# Instructions for the task
Down to the last line, print the material below verbatim.

# Records shown
* * * * * * *
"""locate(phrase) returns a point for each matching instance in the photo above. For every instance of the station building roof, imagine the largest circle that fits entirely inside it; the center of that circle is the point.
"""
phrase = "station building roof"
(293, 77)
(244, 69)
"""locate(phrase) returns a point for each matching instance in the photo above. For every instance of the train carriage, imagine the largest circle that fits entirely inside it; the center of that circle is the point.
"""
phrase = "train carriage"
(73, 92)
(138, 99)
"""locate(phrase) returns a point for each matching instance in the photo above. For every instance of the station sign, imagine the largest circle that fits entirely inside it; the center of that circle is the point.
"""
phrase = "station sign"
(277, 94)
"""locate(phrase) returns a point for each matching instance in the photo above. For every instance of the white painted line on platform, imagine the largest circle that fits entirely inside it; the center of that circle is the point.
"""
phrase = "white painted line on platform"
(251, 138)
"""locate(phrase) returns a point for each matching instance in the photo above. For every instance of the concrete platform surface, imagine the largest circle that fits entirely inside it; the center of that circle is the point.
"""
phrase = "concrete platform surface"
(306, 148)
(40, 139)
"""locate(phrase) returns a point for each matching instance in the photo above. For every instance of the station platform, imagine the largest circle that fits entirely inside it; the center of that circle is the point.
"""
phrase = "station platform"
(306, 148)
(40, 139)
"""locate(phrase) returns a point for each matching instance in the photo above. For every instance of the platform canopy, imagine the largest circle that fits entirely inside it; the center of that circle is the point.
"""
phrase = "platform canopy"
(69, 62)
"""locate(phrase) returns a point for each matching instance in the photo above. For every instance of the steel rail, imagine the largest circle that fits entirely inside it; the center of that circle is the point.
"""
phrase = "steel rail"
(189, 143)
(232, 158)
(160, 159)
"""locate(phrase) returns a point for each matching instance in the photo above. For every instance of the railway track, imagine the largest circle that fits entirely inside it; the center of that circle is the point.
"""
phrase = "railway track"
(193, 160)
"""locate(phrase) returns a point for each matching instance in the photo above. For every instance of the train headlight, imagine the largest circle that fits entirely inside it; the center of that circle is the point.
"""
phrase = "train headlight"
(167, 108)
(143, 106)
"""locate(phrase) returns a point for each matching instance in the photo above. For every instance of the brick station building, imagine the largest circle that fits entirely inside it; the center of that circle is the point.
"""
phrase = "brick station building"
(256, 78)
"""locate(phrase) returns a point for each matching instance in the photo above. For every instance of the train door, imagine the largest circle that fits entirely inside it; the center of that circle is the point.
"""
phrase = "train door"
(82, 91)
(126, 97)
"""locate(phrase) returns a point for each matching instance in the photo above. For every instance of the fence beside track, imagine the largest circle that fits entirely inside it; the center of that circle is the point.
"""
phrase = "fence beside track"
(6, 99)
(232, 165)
* * * * * * *
# Result below
"""locate(phrase) returns a point for each matching instance in the photo above. For every instance of the station building roof, imagine the largest circle that fits entirely inside it; the center of that circle is the point.
"""
phrase = "station building roof"
(293, 77)
(244, 69)
"""locate(phrase) returns a point for each matching instance in the photo above. For every instance of the train carriage, imagine the largest circle that fits entirely inside it; the center of that circle is the point.
"""
phrase = "train carriage"
(73, 92)
(138, 99)
"""locate(phrase) returns a point for each matching instance in the photo above. For every instance of the station sign, imagine the largest circle that fits entirely inside it; the center of that circle is the point.
"""
phrase = "station sign"
(277, 94)
"""locate(phrase) returns a point for each matching instance in the photo above. For every instance of the white painted line on platform, imagine the largest circle that fits entirely inside it; the center of that circle is the point.
"""
phrase = "white painted line on platform"
(251, 138)
"""locate(phrase) returns a point for each matching instance in the photo above. For every instance of the concrete platform surface, imagine the largest circle that fits entirely inside it; the center of that circle is the point.
"""
phrase = "concrete platform surface"
(306, 148)
(40, 139)
"""locate(phrase) returns a point for each matching instance in the photo above. For every instance of the station platform, imagine the largest circle that fits entirely inside it; the center of that circle is the point.
"""
phrase = "station platform"
(306, 148)
(40, 139)
"""locate(phrase) returns a point for each matching instance in the photo above. For every instance of the platform canopy, imagine the largest circle that fits entirely inside it; the center of that circle is the point.
"""
phrase = "platform canopy"
(69, 62)
"""locate(phrase) returns a point for each matching instance in the photo above. For every instance of the steel rail, imagine the largest circle that fits entirely inside it; the center of that circle is the point.
"""
phrase = "steel rail"
(189, 143)
(232, 158)
(160, 159)
"""locate(phrase) returns a point for each matching instance in the photo above. For every instance of the railway track, imagine the largest circle that fits entirely inside it; the center of that circle is the point.
"""
phrase = "railway track"
(193, 160)
"""locate(phrase) returns a point for each matching instance in the photo above. For every instance of the train headlight, imagine the largest circle that fits entirely inside it; the center of that circle is the point.
"""
phrase = "train headlight"
(167, 108)
(143, 106)
"""locate(phrase) returns a point for each matching instance in the photo above. For every instance of the brick station building, imagine the largest circle that fits entirely inside it; the center of that circle is the point.
"""
phrase = "brick station building"
(256, 78)
"""locate(phrase) returns a point for each matching instance in the photo above. For every instance of the train door, imagine the largest circle that fits entirely inside it; the center of that circle is the point.
"""
phrase = "train door"
(82, 91)
(126, 97)
"""locate(phrase) returns a point for each matching instance in the photo above. For every instance of the fence beside track, imagine the largest circle that fits entirely inside it; the center of that circle is the point.
"""
phrase = "fence beside track"
(6, 99)
(232, 165)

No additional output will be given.